## Estratto del testo
STEVE WYNN Kerosene Man - US 1990
STEVE WYNN
Kerosene Man - US 1990
Il 1990 oltre a segnare l’inizio di un
nuovo decennio, sancisce la scomparsa ufficiale dei Dream Syndicate (che si ricostituiranno solo molti anni dopo), il
cui leader, Steve Wynn, si mette in
proprio e pubblica Kerosene Man, primo album solista in cui Steve - tranne che
in un paio di episodi - si allontana dal suono tagliente del Sindacato del
Sogno, cercando soluzioni più eclettiche ed accessibili, creando un jangle-pop
intelligente ed ibrido, denso di umori diversi, le cui principali influenze
sono Alex Chilton, Lou Reed e Bob Dylan.

## Compiti
**1)** Per ciascuna affermazione indica se concorda con l'estratto su Steve Wynn. Rispondi sì o no e cita alla lettera le parole che lo stabiliscono. (a) Kerosene Man è il primo album solista di Steve Wynn. (b) In tutto l'album Steve conserva il suono tagliente dei Dream Syndicate. (c) I Dream Syndicate si sono riformati molti anni dopo.
**2)** Riscrivi le voci dalla riga che contiene "Question. The picture above shows the black riot" fino all'ultima, entrambe comprese. Cambia "black" in "dark gray" e lascia tutto il resto com'è.
Le voci non hanno niente a che vedere con l'estratto.

## Voci mostrate
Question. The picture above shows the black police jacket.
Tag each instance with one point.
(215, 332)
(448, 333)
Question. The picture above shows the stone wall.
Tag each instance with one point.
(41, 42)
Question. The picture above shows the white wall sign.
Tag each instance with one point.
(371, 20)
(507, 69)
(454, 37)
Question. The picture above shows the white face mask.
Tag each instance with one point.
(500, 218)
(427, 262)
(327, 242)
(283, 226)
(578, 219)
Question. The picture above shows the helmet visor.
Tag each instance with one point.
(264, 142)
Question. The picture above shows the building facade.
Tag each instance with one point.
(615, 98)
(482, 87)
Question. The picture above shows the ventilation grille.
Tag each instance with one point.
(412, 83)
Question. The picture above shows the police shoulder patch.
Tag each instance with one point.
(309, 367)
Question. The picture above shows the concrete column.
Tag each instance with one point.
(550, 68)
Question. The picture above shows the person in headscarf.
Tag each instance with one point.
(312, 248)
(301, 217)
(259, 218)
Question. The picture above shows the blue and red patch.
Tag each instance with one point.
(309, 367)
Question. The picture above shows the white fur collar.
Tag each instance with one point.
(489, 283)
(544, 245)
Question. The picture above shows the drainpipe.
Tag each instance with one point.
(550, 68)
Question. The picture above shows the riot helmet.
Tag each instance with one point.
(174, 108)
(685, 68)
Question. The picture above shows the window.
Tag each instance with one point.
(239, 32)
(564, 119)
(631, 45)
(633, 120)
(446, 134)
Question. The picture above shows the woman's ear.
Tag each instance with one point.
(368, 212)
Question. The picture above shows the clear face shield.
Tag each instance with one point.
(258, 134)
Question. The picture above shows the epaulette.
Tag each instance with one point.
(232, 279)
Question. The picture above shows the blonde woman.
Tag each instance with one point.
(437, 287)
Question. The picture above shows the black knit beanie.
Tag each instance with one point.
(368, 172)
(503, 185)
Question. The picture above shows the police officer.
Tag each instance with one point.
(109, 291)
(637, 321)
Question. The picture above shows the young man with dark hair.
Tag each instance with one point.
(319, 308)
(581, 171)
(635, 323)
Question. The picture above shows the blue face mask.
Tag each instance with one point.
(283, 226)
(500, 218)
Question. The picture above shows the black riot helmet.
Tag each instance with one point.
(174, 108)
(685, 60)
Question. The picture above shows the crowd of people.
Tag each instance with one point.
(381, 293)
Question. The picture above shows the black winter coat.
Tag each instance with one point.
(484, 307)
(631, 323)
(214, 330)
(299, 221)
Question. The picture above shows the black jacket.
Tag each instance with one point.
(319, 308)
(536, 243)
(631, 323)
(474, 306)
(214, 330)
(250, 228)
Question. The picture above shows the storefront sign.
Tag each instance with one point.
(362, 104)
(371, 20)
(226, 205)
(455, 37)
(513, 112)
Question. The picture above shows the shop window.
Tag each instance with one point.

## Soluzioni complete
**1)**
(a) Sì: "primo album solista".
(b) No: "tranne che in un paio di episodi - si allontana dal suono tagliente del Sindacato del Sogno".
(c) Sì: "che si ricostituiranno solo molti anni dopo".

**2)**
Question. The picture above shows the dark gray riot helmet.
Tag each instance with one point.
(174, 108)
(685, 60)
Question. The picture above shows the crowd of people.
Tag each instance with one point.
(381, 293)
Question. The picture above shows the dark gray winter coat.
Tag each instance with one point.
(484, 307)
(631, 323)
(214, 330)
(299, 221)
Question. The picture above shows the dark gray jacket.
Tag each instance with one point.
(319, 308)
(536, 243)
(631, 323)
(474, 306)
(214, 330)
(250, 228)
Question. The picture above shows the storefront sign.
Tag each instance with one point.
(362, 104)
(371, 20)
(226, 205)
(455, 37)
(513, 112)
Question. The picture above shows the shop window.
Tag each instance with one point.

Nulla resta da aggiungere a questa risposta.